▶ _TASK DETAILS_
Your answer should be every line of the entries that has the string "instance" in it.

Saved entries
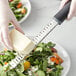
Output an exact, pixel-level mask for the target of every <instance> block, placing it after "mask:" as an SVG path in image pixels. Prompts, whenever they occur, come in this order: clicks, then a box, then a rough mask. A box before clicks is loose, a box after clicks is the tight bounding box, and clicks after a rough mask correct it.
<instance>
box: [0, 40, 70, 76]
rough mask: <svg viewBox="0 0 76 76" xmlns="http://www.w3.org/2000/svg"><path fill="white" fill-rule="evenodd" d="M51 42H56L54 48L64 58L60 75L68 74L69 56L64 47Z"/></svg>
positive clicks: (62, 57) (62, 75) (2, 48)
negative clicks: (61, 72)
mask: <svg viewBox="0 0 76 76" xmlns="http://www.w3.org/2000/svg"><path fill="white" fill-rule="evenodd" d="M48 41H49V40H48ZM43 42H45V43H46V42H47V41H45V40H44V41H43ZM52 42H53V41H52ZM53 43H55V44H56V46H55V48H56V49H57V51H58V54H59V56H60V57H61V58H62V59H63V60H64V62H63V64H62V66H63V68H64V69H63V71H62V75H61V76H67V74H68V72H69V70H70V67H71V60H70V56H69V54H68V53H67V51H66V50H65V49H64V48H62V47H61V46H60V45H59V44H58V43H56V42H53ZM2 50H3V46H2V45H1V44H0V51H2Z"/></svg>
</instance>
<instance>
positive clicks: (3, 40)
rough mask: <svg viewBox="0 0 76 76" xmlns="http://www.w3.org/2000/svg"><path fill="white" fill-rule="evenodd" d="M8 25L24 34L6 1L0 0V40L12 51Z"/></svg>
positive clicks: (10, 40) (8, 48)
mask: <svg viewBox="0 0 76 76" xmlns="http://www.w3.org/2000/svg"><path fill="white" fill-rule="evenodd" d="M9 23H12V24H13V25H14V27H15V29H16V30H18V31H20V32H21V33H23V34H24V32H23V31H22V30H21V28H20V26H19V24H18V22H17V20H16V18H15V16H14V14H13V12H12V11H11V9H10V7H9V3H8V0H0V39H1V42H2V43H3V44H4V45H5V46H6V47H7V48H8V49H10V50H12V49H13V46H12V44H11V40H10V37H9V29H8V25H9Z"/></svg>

▶ _RESULT_
Output an exact, pixel-level mask for the target of every <instance> block, placing it after "mask:" as an SVG path in image pixels. Prompts, whenever they occur, come in this order: clicks, then a box, then a rough mask. A box before clicks is loose, a box after clicks is the tight bounding box, and clicks after a rough mask correct it.
<instance>
</instance>
<instance>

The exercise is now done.